**Directions**. Lay out all of the records below as a numbered list, skipping blank lines and leaving out the pictures.

**Data in this exercise**.
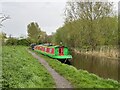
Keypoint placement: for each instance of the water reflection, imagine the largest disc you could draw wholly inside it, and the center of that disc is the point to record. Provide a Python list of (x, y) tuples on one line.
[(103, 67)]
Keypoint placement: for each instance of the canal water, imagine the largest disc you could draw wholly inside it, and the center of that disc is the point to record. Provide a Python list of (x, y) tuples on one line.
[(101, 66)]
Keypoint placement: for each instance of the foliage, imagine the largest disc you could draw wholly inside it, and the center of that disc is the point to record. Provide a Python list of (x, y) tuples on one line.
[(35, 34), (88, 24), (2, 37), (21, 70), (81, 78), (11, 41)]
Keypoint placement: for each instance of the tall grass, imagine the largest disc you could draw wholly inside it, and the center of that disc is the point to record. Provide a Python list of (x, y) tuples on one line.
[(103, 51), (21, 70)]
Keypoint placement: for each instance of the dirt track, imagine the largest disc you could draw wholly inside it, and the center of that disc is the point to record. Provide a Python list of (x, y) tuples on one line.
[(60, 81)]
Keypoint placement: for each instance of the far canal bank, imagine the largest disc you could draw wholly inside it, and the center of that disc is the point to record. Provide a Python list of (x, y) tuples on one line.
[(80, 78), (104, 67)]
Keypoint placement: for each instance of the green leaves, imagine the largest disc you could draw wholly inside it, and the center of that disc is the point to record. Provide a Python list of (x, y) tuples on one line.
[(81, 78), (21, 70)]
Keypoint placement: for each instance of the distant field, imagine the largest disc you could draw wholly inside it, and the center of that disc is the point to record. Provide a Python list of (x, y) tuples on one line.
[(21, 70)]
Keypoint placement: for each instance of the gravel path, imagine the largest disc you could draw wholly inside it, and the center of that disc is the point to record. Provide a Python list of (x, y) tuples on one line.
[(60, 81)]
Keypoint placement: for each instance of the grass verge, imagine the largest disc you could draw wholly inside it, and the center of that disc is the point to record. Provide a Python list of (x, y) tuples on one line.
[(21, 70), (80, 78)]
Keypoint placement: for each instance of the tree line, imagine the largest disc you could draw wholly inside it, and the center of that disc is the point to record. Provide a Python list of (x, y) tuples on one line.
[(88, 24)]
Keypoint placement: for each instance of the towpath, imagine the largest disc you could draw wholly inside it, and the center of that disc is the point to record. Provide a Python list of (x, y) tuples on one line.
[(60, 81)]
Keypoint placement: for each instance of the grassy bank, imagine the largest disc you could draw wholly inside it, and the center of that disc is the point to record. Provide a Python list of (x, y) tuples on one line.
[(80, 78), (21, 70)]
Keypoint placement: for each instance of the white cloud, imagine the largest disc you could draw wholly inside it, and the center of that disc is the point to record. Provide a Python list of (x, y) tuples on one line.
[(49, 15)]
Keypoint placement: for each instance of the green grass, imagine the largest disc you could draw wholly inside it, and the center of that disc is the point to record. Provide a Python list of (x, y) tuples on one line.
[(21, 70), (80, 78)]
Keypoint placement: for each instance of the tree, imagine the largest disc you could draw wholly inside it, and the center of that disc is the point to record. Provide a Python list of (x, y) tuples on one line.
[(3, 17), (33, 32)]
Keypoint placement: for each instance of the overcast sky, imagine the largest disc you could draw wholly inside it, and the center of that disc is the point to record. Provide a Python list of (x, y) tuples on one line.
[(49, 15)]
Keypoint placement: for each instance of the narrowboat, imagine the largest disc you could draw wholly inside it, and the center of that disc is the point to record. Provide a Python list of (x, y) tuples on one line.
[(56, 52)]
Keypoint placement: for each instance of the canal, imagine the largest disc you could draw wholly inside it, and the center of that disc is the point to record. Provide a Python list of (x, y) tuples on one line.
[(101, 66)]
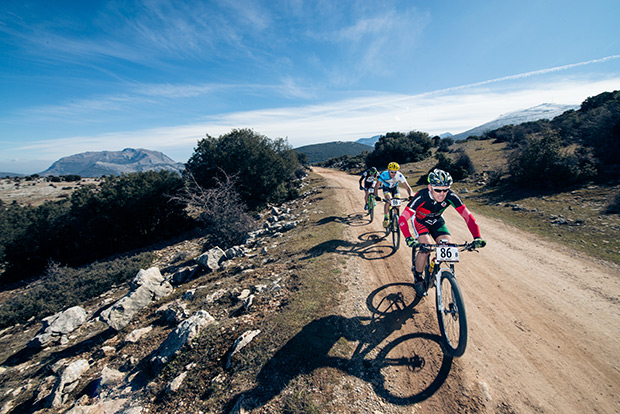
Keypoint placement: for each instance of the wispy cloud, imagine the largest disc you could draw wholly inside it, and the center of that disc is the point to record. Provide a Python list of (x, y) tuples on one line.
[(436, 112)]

**Written answer**.
1. Keypoint placement: for each instance of the water reflection, imagine the largest disc you could draw wholly inside it, and the center of that disc is the point to record. Provide a Python list of (x, y) tuples on one line.
2. [(103, 67)]
3. Keypoint placement: for each instance of the canal water, imagine the largest disc you could draw wholly inside it, and the center of that disc is the point to record. Provide a Python list of (x, y) tuples on one line.
4. [(101, 66)]
5. Keypoint placement: for each instance of the foliage, imagine the largest disc you could draw wholly inside it, and the center of that disc is the point to record. Provide a Python list of (x, y) tuples on one line.
6. [(35, 34), (88, 24), (2, 37), (21, 70), (81, 78), (11, 41)]
7. Keypoint placement: for each instance of the tall grass, imagine the largest disc you could draw wholly inside it, and the center of that disc is the point to record. Provide a Python list of (x, y) tuples on one line.
8. [(103, 51), (21, 70)]
9. Keypoint placement: for each instance of the dirt track, imagine the largest disc you could draw wholly inside it, and the center of that disc is the point to record. Provide a Python list of (x, y) tuples on one line.
10. [(60, 81)]
11. Keypoint placement: for each instance of the far canal bank, imagine the largest disc you could draw wholly inside it, and the center of that disc is the point to record. Provide a Python list of (x, y) tuples on one line.
12. [(80, 78), (104, 67)]
13. Keypoint placement: for each instance of the green leaves, imagine the largest disc you could draw wholly inside it, and the center of that disc is the point to record. Provide a Python list of (x, y) tuples on one line.
14. [(81, 78), (21, 70)]
15. Keypoint placement: for each instance of the distant field, imagine the largest disc you could draw wholly inside it, and the center of that disc is the point to record. Provide a Python list of (x, y) tuples on one line.
16. [(21, 70)]
17. Keypoint placement: for each instance of the gravel path, imagine the largest disc you could draw wholly inside it, and the center of that disc is the point to record. Provide a Python list of (x, y) tuples on one line.
18. [(60, 81)]
19. Keypoint placement: for each instance of the grass verge, imagine the largest disc you could draw wholly inside it, and the center of that disc is the point to record. Provide a Python list of (x, y) tuples on one line.
20. [(21, 70), (80, 78)]
21. Keypoint placement: for each instance of the tree line, imagine the largest disc you could draw wholly inside it, and the center of that disc is the point to record. Provide a Python list of (x, y) tuples on one line.
22. [(88, 24)]
23. Keypoint placement: for each instance of the towpath, imagine the largest disc you could draw wholly inside it, and the center of that disc is the point to record. Provide a Python list of (x, y) tuples on one line.
24. [(60, 81)]
25. Keypoint placement: for each instance of the grassy bank, imagine the largest disc you could draw wholly inside it, and the center of that disc is the point to record. Provide a Python list of (x, y) tuples on one line.
26. [(80, 78), (21, 70)]
27. Keypoint placement: for each instance of the white cloud, imagine the largest disc you could draw wholly inside it, and the center of that disc is the point to record. Provide a Python list of (x, y) tuples on one line.
28. [(49, 15)]
29. Keypoint placement: for each instance of the green grass, imagine the largest disc you could draw wholly inside it, and the center of that disc is the point to record. Provide a Python list of (x, y) tuples on one line.
30. [(21, 70), (80, 78)]
31. Keypoint placement: for each instance of the tree, imagine the largest disc you could draw wholly inside it, and the center of that disc is the point to record. Provide a Python list of (x, y) tuples on one line.
32. [(3, 17), (33, 32)]
33. Keypoint placement: for each instance of the overcast sky, imagine the largest disc you could draw wholly inside it, and the center of that disc is the point to record. Provide a Python list of (x, y) tuples on one line.
34. [(49, 15)]
35. Keypoint placement: for each instance of the narrowboat, imagine the largest disc you could draw wholly inside it, and the center of that disc is the point to record. Provide a Python list of (x, y) tuples on one line.
36. [(56, 52)]
37. Keypoint placement: for each instance of the canal, imagine the largest disc you could draw wholly inside it, and the center of that disc is the point to record. Provide a Python list of (x, y) tuples on one line.
38. [(101, 66)]
39. Keypoint placement: for each instance of the wispy cloud, imagine the largest disc you could draw wholly inside it, and the center of that disc is the point to record. Provide a Python list of (x, y) tuples on one line.
40. [(436, 112)]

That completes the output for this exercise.